▶ **Problem to solve**:
Can you pull out the items from their first line through the line containing "[366,540,535,764]" and reproduce that stretch verbatim, with nothing after it?

▶ **Data shown**:

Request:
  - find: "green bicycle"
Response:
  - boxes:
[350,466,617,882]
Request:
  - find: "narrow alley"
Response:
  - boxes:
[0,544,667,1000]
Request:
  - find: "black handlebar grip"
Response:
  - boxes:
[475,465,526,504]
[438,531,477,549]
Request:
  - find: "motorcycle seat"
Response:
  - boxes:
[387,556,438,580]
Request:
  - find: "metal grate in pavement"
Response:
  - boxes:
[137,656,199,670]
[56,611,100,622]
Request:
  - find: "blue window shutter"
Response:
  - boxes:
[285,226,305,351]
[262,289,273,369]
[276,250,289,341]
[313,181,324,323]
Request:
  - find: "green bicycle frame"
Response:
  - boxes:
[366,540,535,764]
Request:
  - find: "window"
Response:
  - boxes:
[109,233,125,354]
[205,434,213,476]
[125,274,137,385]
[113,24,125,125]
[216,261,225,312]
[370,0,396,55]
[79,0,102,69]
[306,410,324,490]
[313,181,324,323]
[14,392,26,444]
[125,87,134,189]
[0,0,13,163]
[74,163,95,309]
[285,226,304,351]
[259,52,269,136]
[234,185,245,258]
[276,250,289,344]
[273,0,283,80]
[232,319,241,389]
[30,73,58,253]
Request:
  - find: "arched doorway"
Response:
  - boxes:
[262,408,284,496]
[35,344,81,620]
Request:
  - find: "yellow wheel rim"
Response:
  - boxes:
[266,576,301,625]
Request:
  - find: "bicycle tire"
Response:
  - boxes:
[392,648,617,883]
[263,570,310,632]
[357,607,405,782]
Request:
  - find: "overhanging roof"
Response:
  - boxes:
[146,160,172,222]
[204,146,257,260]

▶ **Answer in full**:
Request:
  - find: "green bicycle"
Response:
  - boxes:
[350,466,617,882]
Request:
  - find: "narrow alley"
Response:
  - boxes:
[0,544,667,1000]
Request:
  - find: "black handlebar grip"
Response:
  - boxes:
[475,465,526,504]
[438,531,477,549]
Request:
  - find: "motorcycle seat"
Response:
  - boxes:
[387,556,438,580]
Request:
  - find: "metal grate in pavement"
Response:
  - boxes:
[137,656,199,670]
[56,611,100,622]
Request:
  - find: "blue window shutter"
Response:
  - boxes:
[285,226,305,351]
[262,289,273,369]
[276,250,289,341]
[313,181,324,323]
Request:
  - find: "green bicycle frame"
Response:
  - boxes:
[366,540,535,764]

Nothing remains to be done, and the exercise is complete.